- _TRY IT_: The records below need to be copied in full. Match them exactly.
━━━━━━━━
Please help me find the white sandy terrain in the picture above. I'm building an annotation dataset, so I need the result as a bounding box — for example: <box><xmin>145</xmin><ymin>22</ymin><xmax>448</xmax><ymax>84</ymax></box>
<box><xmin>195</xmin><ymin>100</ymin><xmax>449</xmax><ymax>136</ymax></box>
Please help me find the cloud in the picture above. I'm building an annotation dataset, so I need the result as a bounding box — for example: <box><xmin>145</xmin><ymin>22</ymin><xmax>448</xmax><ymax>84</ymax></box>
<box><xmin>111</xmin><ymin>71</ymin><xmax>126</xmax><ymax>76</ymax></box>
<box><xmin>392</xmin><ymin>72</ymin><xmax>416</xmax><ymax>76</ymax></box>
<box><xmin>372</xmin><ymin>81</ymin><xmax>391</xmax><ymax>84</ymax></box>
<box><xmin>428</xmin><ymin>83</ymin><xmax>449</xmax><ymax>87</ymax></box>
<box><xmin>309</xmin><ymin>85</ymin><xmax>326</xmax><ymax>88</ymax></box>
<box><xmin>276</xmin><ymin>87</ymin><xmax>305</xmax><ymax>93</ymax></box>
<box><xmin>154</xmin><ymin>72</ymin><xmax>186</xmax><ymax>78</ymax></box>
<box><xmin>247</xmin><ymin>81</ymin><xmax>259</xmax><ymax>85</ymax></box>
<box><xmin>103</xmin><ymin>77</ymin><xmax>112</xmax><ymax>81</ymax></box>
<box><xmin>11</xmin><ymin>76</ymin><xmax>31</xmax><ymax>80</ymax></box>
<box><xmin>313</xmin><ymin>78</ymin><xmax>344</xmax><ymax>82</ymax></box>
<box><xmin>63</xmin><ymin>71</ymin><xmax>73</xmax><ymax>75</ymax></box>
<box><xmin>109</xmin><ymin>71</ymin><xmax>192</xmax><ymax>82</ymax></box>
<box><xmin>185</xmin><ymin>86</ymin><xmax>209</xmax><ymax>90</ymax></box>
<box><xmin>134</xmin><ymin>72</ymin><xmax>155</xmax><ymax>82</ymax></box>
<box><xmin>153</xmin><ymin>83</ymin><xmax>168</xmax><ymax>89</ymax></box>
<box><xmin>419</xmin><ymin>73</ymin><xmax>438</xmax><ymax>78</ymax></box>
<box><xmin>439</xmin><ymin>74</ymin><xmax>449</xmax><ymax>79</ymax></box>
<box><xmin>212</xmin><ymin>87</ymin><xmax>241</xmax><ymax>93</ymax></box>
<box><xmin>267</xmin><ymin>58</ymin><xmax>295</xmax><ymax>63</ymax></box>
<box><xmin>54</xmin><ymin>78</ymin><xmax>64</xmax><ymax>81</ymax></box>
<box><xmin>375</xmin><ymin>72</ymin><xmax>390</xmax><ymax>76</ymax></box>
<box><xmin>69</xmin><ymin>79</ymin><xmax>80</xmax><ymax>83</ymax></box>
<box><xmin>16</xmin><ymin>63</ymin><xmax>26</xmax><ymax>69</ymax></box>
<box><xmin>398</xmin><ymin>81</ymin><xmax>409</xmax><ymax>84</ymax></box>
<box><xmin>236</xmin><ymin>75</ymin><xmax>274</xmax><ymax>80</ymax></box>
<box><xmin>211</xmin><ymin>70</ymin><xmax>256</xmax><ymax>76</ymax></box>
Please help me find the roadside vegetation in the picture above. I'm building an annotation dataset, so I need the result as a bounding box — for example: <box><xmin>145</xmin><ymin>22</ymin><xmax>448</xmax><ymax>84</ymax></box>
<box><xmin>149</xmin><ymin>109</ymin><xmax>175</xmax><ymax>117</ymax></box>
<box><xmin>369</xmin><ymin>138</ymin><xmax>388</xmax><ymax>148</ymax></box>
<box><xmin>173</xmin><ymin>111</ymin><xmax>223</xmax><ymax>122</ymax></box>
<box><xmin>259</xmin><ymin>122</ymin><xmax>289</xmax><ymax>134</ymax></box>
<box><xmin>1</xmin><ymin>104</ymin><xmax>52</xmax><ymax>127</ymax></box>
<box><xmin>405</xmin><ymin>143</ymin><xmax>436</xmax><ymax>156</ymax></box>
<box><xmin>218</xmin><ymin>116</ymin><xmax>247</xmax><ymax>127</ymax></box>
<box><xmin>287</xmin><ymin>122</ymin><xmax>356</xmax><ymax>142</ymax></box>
━━━━━━━━
- _RESULT BELOW_:
Please help me find the white sandy terrain in the picture above. I'm building an annotation dataset, so I need the result as a bounding box — for example: <box><xmin>145</xmin><ymin>22</ymin><xmax>448</xmax><ymax>84</ymax></box>
<box><xmin>195</xmin><ymin>100</ymin><xmax>449</xmax><ymax>136</ymax></box>
Please help me find the cloud in the picture above. I'm building an annotation dataset, so I need the result as a bounding box — for example: <box><xmin>145</xmin><ymin>22</ymin><xmax>448</xmax><ymax>84</ymax></box>
<box><xmin>111</xmin><ymin>71</ymin><xmax>126</xmax><ymax>76</ymax></box>
<box><xmin>392</xmin><ymin>72</ymin><xmax>416</xmax><ymax>76</ymax></box>
<box><xmin>372</xmin><ymin>81</ymin><xmax>391</xmax><ymax>84</ymax></box>
<box><xmin>428</xmin><ymin>83</ymin><xmax>449</xmax><ymax>87</ymax></box>
<box><xmin>309</xmin><ymin>85</ymin><xmax>326</xmax><ymax>88</ymax></box>
<box><xmin>276</xmin><ymin>87</ymin><xmax>305</xmax><ymax>93</ymax></box>
<box><xmin>154</xmin><ymin>72</ymin><xmax>186</xmax><ymax>78</ymax></box>
<box><xmin>247</xmin><ymin>81</ymin><xmax>259</xmax><ymax>85</ymax></box>
<box><xmin>103</xmin><ymin>77</ymin><xmax>112</xmax><ymax>81</ymax></box>
<box><xmin>11</xmin><ymin>76</ymin><xmax>31</xmax><ymax>80</ymax></box>
<box><xmin>313</xmin><ymin>78</ymin><xmax>344</xmax><ymax>82</ymax></box>
<box><xmin>63</xmin><ymin>71</ymin><xmax>73</xmax><ymax>75</ymax></box>
<box><xmin>109</xmin><ymin>71</ymin><xmax>192</xmax><ymax>82</ymax></box>
<box><xmin>185</xmin><ymin>86</ymin><xmax>209</xmax><ymax>90</ymax></box>
<box><xmin>134</xmin><ymin>72</ymin><xmax>155</xmax><ymax>82</ymax></box>
<box><xmin>153</xmin><ymin>83</ymin><xmax>168</xmax><ymax>89</ymax></box>
<box><xmin>419</xmin><ymin>73</ymin><xmax>438</xmax><ymax>78</ymax></box>
<box><xmin>439</xmin><ymin>74</ymin><xmax>449</xmax><ymax>79</ymax></box>
<box><xmin>212</xmin><ymin>87</ymin><xmax>241</xmax><ymax>93</ymax></box>
<box><xmin>267</xmin><ymin>58</ymin><xmax>295</xmax><ymax>63</ymax></box>
<box><xmin>54</xmin><ymin>78</ymin><xmax>64</xmax><ymax>81</ymax></box>
<box><xmin>375</xmin><ymin>72</ymin><xmax>390</xmax><ymax>76</ymax></box>
<box><xmin>69</xmin><ymin>79</ymin><xmax>80</xmax><ymax>83</ymax></box>
<box><xmin>16</xmin><ymin>63</ymin><xmax>26</xmax><ymax>69</ymax></box>
<box><xmin>398</xmin><ymin>81</ymin><xmax>409</xmax><ymax>84</ymax></box>
<box><xmin>236</xmin><ymin>75</ymin><xmax>274</xmax><ymax>80</ymax></box>
<box><xmin>211</xmin><ymin>70</ymin><xmax>256</xmax><ymax>76</ymax></box>
Please help me find the roadside vegetation in the picture above. I'm building an annotation dataset, so I need the result as a bounding box — for example: <box><xmin>145</xmin><ymin>22</ymin><xmax>448</xmax><ymax>84</ymax></box>
<box><xmin>149</xmin><ymin>109</ymin><xmax>175</xmax><ymax>117</ymax></box>
<box><xmin>369</xmin><ymin>138</ymin><xmax>388</xmax><ymax>148</ymax></box>
<box><xmin>173</xmin><ymin>111</ymin><xmax>223</xmax><ymax>122</ymax></box>
<box><xmin>259</xmin><ymin>122</ymin><xmax>289</xmax><ymax>134</ymax></box>
<box><xmin>1</xmin><ymin>104</ymin><xmax>52</xmax><ymax>127</ymax></box>
<box><xmin>405</xmin><ymin>143</ymin><xmax>436</xmax><ymax>156</ymax></box>
<box><xmin>218</xmin><ymin>116</ymin><xmax>247</xmax><ymax>127</ymax></box>
<box><xmin>287</xmin><ymin>122</ymin><xmax>356</xmax><ymax>142</ymax></box>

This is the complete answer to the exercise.